Some lines below hold "gold". Pick them out and copy them.

'''

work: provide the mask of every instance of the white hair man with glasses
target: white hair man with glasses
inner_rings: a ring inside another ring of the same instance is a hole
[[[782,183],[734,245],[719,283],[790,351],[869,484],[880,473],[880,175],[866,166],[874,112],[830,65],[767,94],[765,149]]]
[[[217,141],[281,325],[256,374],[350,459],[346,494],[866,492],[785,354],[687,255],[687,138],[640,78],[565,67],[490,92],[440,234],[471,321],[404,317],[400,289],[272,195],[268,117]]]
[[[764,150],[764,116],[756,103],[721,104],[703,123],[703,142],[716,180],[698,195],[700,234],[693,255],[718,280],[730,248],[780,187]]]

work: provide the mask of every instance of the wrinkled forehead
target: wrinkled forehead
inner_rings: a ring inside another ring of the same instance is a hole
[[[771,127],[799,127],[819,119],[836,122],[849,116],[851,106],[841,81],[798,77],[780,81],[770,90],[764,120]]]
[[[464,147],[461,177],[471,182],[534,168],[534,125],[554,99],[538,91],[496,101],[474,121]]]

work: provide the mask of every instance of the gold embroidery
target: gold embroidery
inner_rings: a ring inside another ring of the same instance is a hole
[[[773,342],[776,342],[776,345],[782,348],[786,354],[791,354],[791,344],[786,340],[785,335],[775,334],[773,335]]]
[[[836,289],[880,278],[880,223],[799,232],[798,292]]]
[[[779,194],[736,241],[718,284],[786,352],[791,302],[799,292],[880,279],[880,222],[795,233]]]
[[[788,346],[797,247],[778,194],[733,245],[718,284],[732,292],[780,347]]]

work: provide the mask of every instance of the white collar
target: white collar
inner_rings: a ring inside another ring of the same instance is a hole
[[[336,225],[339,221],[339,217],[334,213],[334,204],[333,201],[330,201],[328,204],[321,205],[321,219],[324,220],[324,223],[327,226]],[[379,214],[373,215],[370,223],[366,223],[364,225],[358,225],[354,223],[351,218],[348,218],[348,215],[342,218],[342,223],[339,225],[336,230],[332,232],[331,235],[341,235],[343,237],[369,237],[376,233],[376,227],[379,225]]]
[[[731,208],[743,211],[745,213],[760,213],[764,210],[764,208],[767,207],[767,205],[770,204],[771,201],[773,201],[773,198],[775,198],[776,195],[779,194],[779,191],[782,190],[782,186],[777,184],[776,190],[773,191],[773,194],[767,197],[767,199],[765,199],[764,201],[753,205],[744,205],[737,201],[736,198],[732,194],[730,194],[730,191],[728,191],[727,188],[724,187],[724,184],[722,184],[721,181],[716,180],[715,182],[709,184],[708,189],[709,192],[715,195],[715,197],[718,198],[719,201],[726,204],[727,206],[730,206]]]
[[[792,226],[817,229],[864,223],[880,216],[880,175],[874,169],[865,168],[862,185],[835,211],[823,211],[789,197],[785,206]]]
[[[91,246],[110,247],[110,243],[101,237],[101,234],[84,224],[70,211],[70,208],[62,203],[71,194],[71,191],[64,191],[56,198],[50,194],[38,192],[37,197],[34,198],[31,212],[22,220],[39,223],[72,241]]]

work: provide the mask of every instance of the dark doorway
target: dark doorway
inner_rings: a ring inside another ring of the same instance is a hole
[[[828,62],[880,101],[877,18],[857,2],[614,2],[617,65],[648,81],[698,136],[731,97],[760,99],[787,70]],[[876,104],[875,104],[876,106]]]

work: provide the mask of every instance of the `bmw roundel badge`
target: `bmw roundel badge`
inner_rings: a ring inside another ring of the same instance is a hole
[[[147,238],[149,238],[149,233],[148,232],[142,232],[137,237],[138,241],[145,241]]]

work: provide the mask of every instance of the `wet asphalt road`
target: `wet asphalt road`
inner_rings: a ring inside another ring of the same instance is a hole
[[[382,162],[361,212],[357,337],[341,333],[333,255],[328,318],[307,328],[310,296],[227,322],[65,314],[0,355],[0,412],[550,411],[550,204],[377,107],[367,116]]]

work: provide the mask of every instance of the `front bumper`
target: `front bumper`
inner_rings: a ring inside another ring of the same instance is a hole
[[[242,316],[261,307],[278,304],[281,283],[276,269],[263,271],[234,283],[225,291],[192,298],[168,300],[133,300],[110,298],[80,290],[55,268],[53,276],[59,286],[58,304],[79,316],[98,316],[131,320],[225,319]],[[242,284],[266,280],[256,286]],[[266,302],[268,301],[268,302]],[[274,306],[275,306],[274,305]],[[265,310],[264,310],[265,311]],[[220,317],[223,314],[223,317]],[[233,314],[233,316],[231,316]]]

'''

■ **Response to the exercise**:
work: provide the mask of every instance of the gold embroidery
target: gold embroidery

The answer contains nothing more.